PASSAGE TO READ:
Blonder v. Novak
Opinion of the Court
SUMMARY ORDER
UPON DUE CONSIDERATION, IT IS HEREBY ORDERED, ADJUDGED AND DECREED that the order of the District Court is AFFIRMED.
Debtor Appellant, Gary Blonder, pro se, appeals from the January 15, 2002 order of the United States District Court for the District of Connecticut (Alvin W. Thompson, Judge), which denied his motion to reconsider the dismissal of his bankruptcy appeal.
In October 2001, Trustee Appellee Anthony Novack moved to dismiss Blonder’s bankruptcy appeal on the grounds that Blonder failed to file an appellate brief in accordance with Rule 8009 of the Federal Rules of Bankruptcy Procedure. The district court granted the motion to dismiss. The court stated that Blonder could file a motion for reconsideration within ten days, if he included a brief and an adequate explanation for his previous failure to file a
In January 2002, Blonder moved for reconsideration, arguing that the district court failed to consider all of his previous pleadings. The district court denied Blonder’s motion. In May 2002, we dismissed Blonder’s appeal from the underlying judgment as untimely, but found his appeal from the order denying his motion for reconsideration timely.

CHALLENGES:
A – According to the court order, which rule did Blonder fail to follow when he didn't file an appellate brief?
B – Do these statements agree with the court order? (i) The district court granted the motion to dismiss Blonder's bankruptcy appeal. (ii) Blonder's appeal from the order denying his motion for reconsideration was dismissed as untimely. (iii) In January 2002, Blonder argued that the district court failed to consider all of his previous pleadings.

ENTRIES:
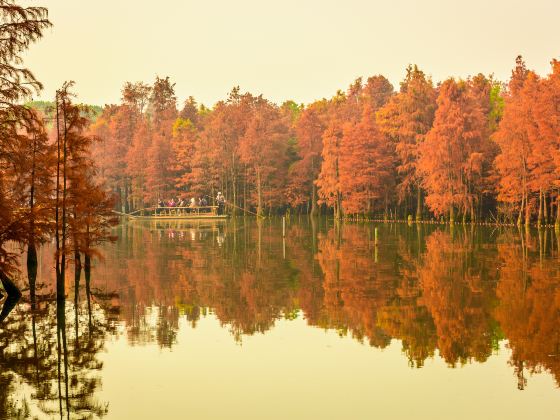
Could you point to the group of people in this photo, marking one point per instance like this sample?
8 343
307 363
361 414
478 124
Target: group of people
193 202
183 202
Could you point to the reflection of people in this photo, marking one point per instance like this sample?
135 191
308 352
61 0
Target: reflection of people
221 201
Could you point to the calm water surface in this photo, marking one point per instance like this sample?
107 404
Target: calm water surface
228 320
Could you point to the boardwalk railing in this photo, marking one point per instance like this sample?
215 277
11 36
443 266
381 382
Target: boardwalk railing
177 211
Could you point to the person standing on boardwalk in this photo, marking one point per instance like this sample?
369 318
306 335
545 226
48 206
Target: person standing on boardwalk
221 202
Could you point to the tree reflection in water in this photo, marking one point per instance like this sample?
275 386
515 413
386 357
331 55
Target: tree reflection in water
47 372
455 293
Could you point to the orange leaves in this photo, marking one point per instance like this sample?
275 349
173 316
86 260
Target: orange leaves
450 147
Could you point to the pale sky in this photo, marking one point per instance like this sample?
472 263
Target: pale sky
286 49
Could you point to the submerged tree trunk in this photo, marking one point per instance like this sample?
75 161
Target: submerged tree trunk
14 294
87 273
419 204
451 215
540 214
259 193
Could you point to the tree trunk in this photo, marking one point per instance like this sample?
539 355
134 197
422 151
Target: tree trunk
259 193
419 204
451 215
520 215
545 210
557 224
527 211
313 199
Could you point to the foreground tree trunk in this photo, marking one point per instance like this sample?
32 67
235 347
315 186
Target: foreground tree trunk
419 204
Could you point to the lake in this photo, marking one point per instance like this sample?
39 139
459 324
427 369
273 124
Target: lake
230 320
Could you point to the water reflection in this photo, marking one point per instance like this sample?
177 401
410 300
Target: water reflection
454 294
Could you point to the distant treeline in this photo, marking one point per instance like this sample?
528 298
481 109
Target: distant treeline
471 149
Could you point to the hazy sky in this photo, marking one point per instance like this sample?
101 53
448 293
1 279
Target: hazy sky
285 49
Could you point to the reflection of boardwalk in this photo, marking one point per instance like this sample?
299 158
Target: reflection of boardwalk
178 224
178 213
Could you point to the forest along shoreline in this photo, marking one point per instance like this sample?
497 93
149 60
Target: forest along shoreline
49 185
473 150
469 151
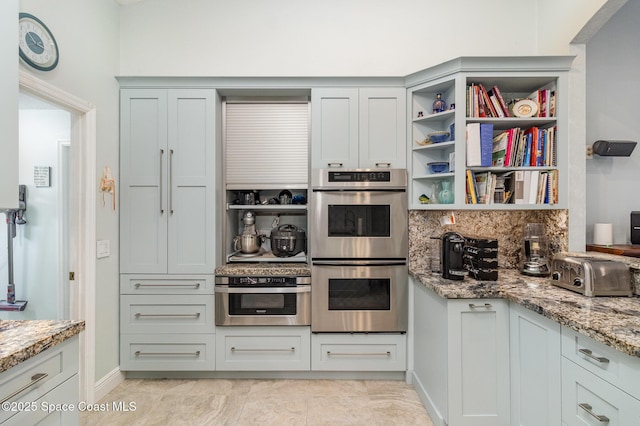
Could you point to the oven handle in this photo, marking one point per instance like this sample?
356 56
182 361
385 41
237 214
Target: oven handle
359 262
262 290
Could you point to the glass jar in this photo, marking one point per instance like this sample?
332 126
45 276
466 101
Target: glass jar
446 195
439 104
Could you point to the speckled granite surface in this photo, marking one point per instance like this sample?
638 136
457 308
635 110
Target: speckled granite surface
21 340
614 321
505 226
263 269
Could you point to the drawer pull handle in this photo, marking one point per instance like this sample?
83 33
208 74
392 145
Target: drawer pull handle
586 407
138 285
34 379
234 349
196 315
589 354
474 306
140 353
329 353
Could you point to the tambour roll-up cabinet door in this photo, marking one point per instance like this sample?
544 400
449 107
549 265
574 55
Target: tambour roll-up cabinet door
266 143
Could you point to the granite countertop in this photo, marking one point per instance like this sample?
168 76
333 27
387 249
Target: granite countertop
264 269
21 340
614 321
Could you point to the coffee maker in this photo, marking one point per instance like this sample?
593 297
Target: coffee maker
452 256
535 251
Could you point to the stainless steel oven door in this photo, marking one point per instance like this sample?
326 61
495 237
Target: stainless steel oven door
289 305
359 297
361 223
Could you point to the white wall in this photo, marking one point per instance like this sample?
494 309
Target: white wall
9 104
87 32
35 246
613 90
336 37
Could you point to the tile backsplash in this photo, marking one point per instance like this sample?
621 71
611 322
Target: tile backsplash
505 226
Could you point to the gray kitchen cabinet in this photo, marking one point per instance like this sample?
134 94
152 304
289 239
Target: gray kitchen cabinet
167 150
358 352
600 385
535 368
263 348
38 390
461 362
358 127
167 322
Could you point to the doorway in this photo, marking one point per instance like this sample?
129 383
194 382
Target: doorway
82 293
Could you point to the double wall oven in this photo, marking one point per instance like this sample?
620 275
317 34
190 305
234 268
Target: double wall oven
359 249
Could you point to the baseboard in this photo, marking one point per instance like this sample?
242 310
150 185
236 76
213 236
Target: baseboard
108 383
427 402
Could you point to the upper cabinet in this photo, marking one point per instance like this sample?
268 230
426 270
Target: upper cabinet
358 128
504 143
167 156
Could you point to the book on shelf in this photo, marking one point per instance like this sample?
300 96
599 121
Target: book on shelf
499 150
474 155
471 188
486 144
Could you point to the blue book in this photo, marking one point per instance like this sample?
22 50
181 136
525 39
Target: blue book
486 144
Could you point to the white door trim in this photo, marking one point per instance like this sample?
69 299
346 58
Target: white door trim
83 132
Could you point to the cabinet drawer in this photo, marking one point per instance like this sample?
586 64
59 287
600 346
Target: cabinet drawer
263 348
617 368
167 352
586 396
36 376
166 284
359 352
166 314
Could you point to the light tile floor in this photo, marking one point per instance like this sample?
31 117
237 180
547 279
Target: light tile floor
261 402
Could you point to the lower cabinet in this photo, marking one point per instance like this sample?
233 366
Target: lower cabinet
358 352
599 384
167 323
535 368
263 348
35 391
590 400
461 362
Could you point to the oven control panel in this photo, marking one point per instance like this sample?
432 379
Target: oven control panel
267 281
364 176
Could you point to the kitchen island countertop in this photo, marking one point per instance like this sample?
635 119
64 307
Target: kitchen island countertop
24 339
264 269
614 321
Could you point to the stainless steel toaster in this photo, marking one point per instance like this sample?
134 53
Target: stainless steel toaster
591 276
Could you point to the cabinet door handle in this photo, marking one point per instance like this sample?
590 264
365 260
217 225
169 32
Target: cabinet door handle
196 315
34 379
234 349
171 181
588 353
140 353
474 306
586 407
329 353
161 155
138 285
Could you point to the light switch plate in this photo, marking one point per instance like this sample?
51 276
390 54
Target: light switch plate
103 248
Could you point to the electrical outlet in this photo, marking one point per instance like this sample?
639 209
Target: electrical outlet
589 152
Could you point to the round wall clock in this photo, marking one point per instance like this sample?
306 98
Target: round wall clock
38 47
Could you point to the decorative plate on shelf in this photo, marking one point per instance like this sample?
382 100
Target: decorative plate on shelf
524 108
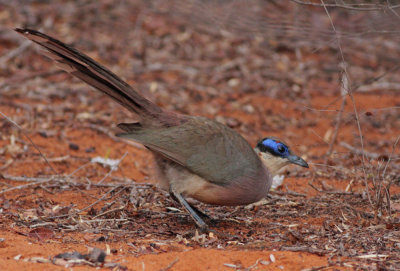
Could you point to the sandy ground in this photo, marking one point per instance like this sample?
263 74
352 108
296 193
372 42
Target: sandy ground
340 214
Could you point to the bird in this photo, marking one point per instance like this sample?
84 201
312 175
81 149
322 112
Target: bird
196 157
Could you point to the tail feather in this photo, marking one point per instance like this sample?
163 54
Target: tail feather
91 72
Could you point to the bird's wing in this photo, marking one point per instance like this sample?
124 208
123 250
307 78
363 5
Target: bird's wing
207 148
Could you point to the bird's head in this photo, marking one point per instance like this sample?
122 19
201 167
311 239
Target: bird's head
276 154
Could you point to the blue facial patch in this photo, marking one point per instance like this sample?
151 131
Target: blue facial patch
275 147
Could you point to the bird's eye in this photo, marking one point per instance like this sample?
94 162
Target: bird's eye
281 149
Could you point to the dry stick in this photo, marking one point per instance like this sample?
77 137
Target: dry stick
317 251
113 168
331 192
387 188
358 152
30 140
14 53
349 92
359 7
169 266
345 86
91 205
26 185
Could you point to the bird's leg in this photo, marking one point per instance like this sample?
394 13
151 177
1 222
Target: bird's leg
197 219
200 212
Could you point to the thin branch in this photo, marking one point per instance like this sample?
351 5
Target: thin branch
30 140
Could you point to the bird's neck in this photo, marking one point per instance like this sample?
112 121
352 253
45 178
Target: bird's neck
273 163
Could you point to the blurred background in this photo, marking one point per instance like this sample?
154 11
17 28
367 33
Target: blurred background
322 75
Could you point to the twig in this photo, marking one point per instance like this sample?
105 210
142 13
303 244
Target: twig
26 185
332 192
30 140
13 53
91 205
113 137
338 118
169 266
350 94
360 6
113 168
358 152
317 251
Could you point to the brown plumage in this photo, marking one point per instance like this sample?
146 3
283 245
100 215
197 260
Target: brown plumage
196 157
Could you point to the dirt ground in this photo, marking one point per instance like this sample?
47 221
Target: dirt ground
341 214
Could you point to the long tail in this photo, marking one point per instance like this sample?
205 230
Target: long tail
91 72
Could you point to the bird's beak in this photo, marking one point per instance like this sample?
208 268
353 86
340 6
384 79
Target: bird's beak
294 159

ANSWERS TO THE TASKS:
A – Rule 8009 of the Federal Rules of Bankruptcy Procedure

B –
(i) Yes: "The district court granted the motion to dismiss."
(ii) No: "but found his appeal from the order denying his motion for reconsideration timely."
(iii) Yes: "arguing that the district court failed to consider all of his previous pleadings."